• **What to produce**
Copy out each line of the records below that contains the word "cleat". Case counts.

>>>>

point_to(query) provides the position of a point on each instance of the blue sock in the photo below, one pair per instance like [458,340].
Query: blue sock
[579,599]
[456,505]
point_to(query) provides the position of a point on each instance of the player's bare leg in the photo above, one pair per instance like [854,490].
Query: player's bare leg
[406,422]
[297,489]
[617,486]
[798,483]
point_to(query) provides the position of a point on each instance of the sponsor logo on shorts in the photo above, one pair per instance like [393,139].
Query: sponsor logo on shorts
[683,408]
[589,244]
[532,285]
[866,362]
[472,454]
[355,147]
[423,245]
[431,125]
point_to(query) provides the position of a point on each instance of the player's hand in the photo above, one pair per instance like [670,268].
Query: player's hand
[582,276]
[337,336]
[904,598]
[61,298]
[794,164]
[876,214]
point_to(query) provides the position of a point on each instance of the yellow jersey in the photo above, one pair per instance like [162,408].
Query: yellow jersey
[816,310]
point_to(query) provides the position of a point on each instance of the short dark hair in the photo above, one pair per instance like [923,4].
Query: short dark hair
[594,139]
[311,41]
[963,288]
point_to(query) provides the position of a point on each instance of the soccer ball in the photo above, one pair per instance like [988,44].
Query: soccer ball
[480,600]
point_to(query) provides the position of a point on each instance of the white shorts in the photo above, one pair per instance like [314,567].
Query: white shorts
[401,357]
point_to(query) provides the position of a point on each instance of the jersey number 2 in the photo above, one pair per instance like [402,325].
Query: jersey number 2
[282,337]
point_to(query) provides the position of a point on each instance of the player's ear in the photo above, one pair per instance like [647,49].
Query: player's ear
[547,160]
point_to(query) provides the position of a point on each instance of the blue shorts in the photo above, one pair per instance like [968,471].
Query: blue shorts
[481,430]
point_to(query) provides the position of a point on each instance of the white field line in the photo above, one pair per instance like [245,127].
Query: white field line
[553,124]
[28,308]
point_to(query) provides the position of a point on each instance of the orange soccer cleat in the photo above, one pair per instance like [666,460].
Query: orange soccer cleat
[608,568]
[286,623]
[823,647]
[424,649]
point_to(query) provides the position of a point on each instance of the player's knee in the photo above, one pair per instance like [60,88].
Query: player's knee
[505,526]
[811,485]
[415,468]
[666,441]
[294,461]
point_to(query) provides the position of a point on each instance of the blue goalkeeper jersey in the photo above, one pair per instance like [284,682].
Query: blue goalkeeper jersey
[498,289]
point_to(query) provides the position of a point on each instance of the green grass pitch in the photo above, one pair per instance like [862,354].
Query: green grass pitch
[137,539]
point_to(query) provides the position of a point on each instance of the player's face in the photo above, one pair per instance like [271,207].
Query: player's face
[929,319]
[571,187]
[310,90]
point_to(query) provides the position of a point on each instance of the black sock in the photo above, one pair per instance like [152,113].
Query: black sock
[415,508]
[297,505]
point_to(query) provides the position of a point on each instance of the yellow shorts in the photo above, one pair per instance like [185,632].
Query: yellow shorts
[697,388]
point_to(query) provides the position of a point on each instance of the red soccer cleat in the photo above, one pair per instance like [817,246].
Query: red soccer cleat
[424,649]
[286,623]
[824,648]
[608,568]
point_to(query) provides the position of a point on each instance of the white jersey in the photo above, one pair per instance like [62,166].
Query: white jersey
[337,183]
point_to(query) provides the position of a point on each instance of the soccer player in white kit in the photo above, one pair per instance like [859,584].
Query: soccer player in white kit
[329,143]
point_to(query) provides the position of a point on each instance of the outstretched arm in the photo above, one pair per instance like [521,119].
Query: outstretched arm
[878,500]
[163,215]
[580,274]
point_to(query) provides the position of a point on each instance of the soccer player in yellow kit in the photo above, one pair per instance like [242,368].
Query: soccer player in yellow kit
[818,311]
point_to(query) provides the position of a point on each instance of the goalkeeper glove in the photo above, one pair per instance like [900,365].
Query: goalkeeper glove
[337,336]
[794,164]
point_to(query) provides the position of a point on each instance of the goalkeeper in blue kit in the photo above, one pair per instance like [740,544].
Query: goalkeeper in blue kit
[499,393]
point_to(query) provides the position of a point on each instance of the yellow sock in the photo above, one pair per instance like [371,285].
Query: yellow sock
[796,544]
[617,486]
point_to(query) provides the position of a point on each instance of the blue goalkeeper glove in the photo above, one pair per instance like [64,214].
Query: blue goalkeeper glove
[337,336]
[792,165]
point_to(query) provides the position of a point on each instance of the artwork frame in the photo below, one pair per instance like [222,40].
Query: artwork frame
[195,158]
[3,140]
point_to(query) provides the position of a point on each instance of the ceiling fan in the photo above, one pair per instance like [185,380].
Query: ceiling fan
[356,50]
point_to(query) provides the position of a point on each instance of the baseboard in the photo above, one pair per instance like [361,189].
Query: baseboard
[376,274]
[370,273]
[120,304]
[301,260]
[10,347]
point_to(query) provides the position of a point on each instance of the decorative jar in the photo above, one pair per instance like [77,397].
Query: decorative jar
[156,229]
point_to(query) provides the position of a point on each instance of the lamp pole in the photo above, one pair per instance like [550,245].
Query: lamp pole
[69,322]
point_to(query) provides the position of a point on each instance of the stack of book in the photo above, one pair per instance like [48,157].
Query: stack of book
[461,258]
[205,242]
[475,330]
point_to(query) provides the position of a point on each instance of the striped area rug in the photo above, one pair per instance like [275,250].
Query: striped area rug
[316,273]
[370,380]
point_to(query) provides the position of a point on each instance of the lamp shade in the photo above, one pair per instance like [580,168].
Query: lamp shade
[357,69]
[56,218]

<<<<
>>>>

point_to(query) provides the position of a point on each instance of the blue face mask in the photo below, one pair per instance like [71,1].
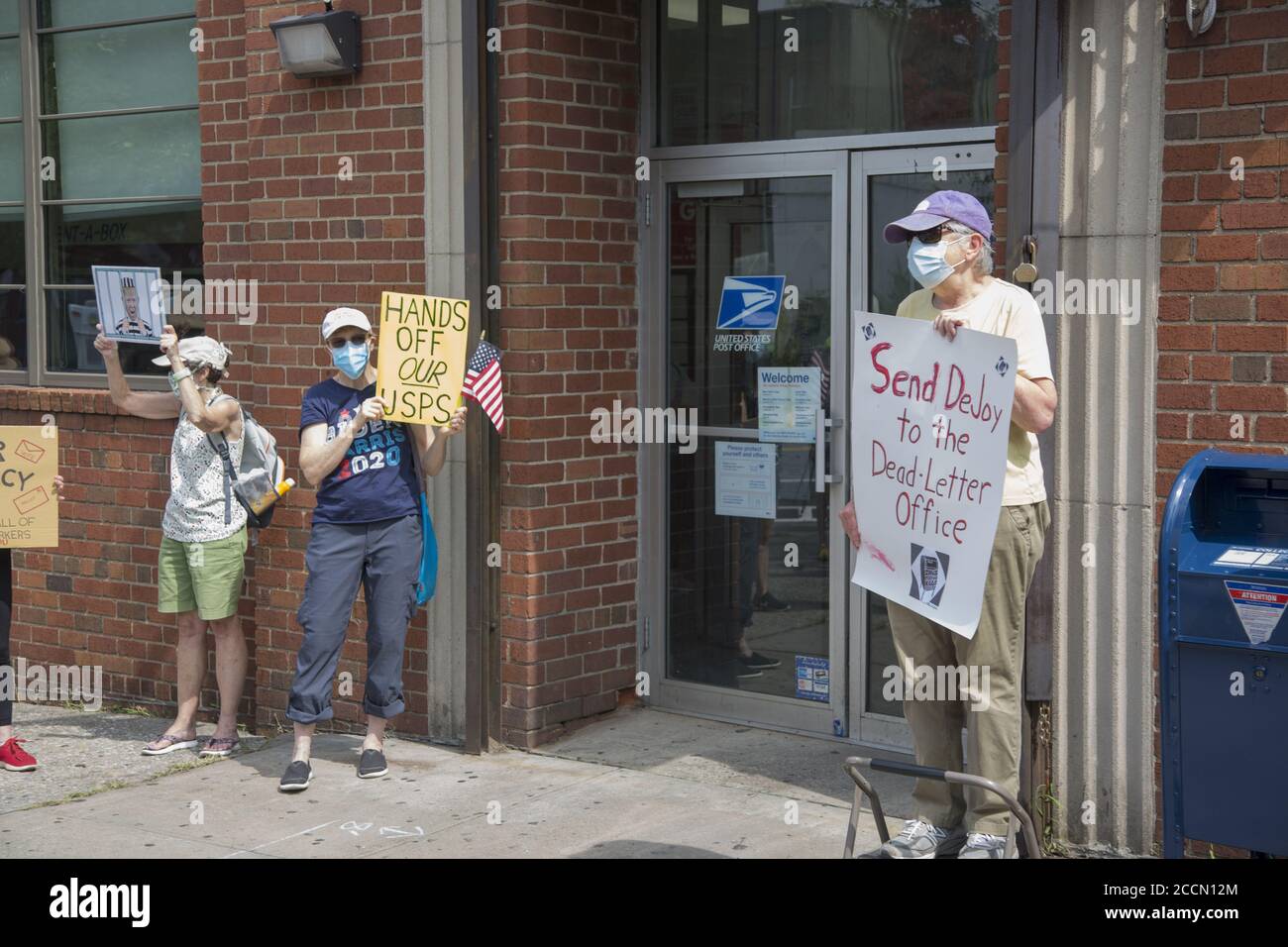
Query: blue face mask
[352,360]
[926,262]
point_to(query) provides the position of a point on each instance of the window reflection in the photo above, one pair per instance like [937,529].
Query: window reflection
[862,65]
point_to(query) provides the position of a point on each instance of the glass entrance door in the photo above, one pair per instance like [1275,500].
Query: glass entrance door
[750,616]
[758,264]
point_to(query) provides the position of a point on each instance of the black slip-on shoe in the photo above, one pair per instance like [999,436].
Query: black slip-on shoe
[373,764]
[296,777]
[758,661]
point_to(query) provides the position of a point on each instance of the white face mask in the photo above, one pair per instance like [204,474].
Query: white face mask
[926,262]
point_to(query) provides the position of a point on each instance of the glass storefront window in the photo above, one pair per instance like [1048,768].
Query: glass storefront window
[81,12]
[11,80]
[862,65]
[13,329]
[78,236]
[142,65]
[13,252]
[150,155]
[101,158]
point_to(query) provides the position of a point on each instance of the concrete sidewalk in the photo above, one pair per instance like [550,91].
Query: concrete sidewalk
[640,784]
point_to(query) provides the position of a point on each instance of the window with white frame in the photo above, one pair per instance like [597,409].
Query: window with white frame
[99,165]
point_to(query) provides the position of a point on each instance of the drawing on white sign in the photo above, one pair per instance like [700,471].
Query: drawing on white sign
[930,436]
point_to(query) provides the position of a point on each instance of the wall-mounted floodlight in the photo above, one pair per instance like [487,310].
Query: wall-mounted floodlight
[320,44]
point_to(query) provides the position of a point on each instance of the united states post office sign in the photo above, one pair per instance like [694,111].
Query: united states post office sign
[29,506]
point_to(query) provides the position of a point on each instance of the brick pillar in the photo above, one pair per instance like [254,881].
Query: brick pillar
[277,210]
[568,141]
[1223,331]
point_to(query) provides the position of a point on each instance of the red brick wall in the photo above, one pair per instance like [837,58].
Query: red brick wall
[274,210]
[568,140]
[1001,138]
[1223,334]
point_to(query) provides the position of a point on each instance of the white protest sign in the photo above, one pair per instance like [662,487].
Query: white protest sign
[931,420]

<<<<

• **Reply to the exercise**
point_to(query) provides the position of a point on each instance of the orange soccer cleat in the photo above, one pair per instance like [666,460].
Query: orange soccer cleat
point_to(query) provides the position of a point on each instance of the red soccer cleat in the photo above, one pair per instance like [817,246].
Query: red soccer cleat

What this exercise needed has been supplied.